Sous quelques réserves, cette option correspond à la thèse praxématique dont voici - il nous semble - la meilleure expression :

« De l'objet, la nomination ne nous dit rien de ce qu'il est pratique d'en dire. La logosphère est un spectacle de réalité que l'homme a « monté » au cours de son histoire, pour les services qu'il en attendait.

L'homme ainsi n'atteint jamais le sens des choses - la formule elle-même est privée de sens -, mais le sens qu'il donne aux choses et qui accompagne, facilite son action sur les choses ». (LAFONT, 1978, p. 16)

C'est-à-dire que signifier implique toujours des actes, et en tenant compte que le langage est avant tout pour une communication, nous en déduisons qu'au niveau cognitif, ces actes sont de nature linguistique donnent son intelligibilité au rapport interlocutif. Pour éviter de revenir sur de longs développements de la théorie des actes du langage, prenons un exemple pour clarifier les choses.

Très peu de femmes connaissent bien les propriétés physiques d'un diamant mais elles savent toutes que c'est un objet très rare si bien qu'elles sont convaincues que c'est un véritable symbole de l'amour. Autrement dit, offrir à une femme du diamant en guise de symbole de l'amour, c'est la convaincre de la sincérité de cet amour. C'est de cette manière que s'opère le renvoi de signe à signes : du diamant à l'amour, on passe par la sincérité et la conviction. Il nous semble aussi que c'est dans cette dérivation illocutoire que se vérifie l'hypothèse d'Adam SCHAFF qui considère que langage et connaissance sont les deux faces d'une seule et même chose.

* **Énoncé**:
Recopiez fidèlement la partie du passage sur le langage et le sens qui s'ouvre sur les mots contenant « L'homme ainsi n'atteint » et se termine par « clarifier les choses. ». Appuyez-vous uniquement sur le passage, sans recourir à la liste.

* **Extrait des données**:
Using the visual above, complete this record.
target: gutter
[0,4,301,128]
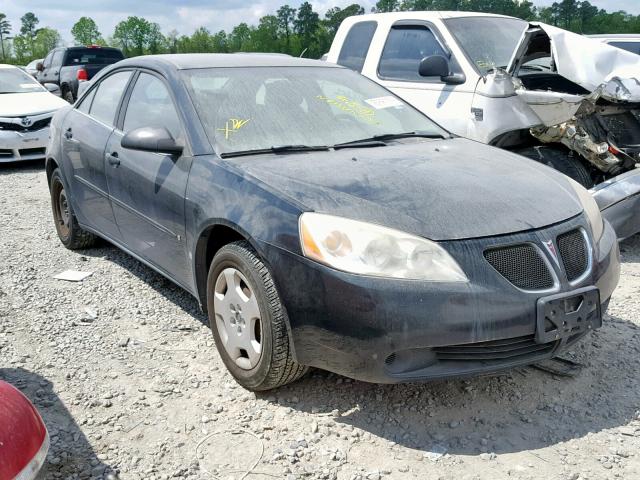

* **Corrigé**:
L'homme ainsi n'atteint jamais le sens des choses - la formule elle-même est privée de sens -, mais le sens qu'il donne aux choses et qui accompagne, facilite son action sur les choses ». (LAFONT, 1978, p. 16)

C'est-à-dire que signifier implique toujours des actes, et en tenant compte que le langage est avant tout pour une communication, nous en déduisons qu'au niveau cognitif, ces actes sont de nature linguistique donnent son intelligibilité au rapport interlocutif. Pour éviter de revenir sur de longs développements de la théorie des actes du langage, prenons un exemple pour clarifier les choses.